Exercise brief:
In the review of the documentary 13th below, repeat word for word the passage that begins at the words "Cut to the Civil" and stops after the words "is particularly damning.".

Text passage:
When thousands marched across the Edmund Pettus Bridge in Selma last year to commemorate a similar act by black activists fighting for the right to vote 50 years ago, few probably realized that 30 percent of black men in Alabama still don’t have that very right. It’s been permanently taken away. As Michelle Alexander, author of The New Jim Crow, explains in the recently released Ava DuVernay doc 13th, “Mass incarceration strips millions of poor people, overwhelmingly people of color, of the very rights supposedly won in the Civil Rights Movement…It seems that in America, we haven’t so much ended racial caste, but simply redesigned it.”
Throughout her stirring Netflix documentary, DuVernay carefully walks us through this redesign, interviewing professors (Henry Louis Gates, Kevin Gannon), authors (David Keene, James Kilgore), and activists (Angela Davis, Cory Greene) on everything from Jim Crow laws, which legalized racial segregation, to the current state of affairs in which one in three black American men are behind bars. How did this come about? As DuVernay points out, the post-abolition South found its new source of cheap labor in black inmates imprisoned for petty crimes. Then throughout the 20th century, a white political elite justified this approach by crafting an image of black men as violent criminals. Consider the landmark film Birth of a Nation (1915) in which black men are depicted as predatory animals at best. That movie triggered a surge in popularity of the Ku Klux Klan and lynchings became so widespread that African-Americans fled north to cities like New York, Boston, Chicago, and Los Angeles, in what is now called the “Great Migration.”
Cut to the Civil Rights Movement of the 1960s. DuVernay recaps how black activists are also portrayed as criminals, with FBI agents infiltrating Malcolm X’s entourage, police executing Black Panthers Fred Hampton, and presidential administrations perpetuating the notion that blacks should be feared. Through some chilling footage, DuVernay reveals how Richard Nixon’s “War on Drugs” was admittedly an attack on black communities, how Ronald Reagan’s campaign confessed to racist policy, and how Bill Clinton’s signing the 1994 Crime Bill proved to be one of the most historically damaging legislation for African-American communities. Her footage equating violence at Donald Trump’s rallies with racist attacks from the past is particularly damning.

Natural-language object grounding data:
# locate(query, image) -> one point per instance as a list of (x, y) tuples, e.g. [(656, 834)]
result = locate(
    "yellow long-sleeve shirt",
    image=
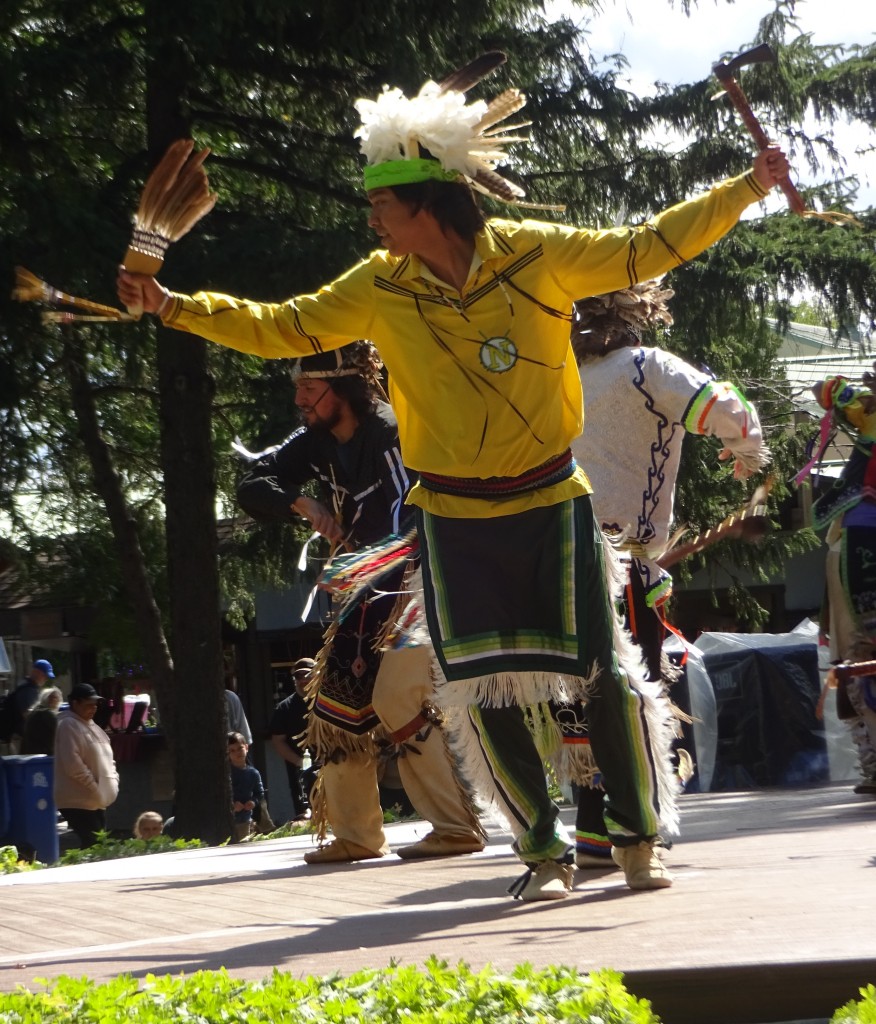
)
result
[(483, 381)]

Task result:
Cut to the Civil Rights Movement of the 1960s. DuVernay recaps how black activists are also portrayed as criminals, with FBI agents infiltrating Malcolm X’s entourage, police executing Black Panthers Fred Hampton, and presidential administrations perpetuating the notion that blacks should be feared. Through some chilling footage, DuVernay reveals how Richard Nixon’s “War on Drugs” was admittedly an attack on black communities, how Ronald Reagan’s campaign confessed to racist policy, and how Bill Clinton’s signing the 1994 Crime Bill proved to be one of the most historically damaging legislation for African-American communities. Her footage equating violence at Donald Trump’s rallies with racist attacks from the past is particularly damning.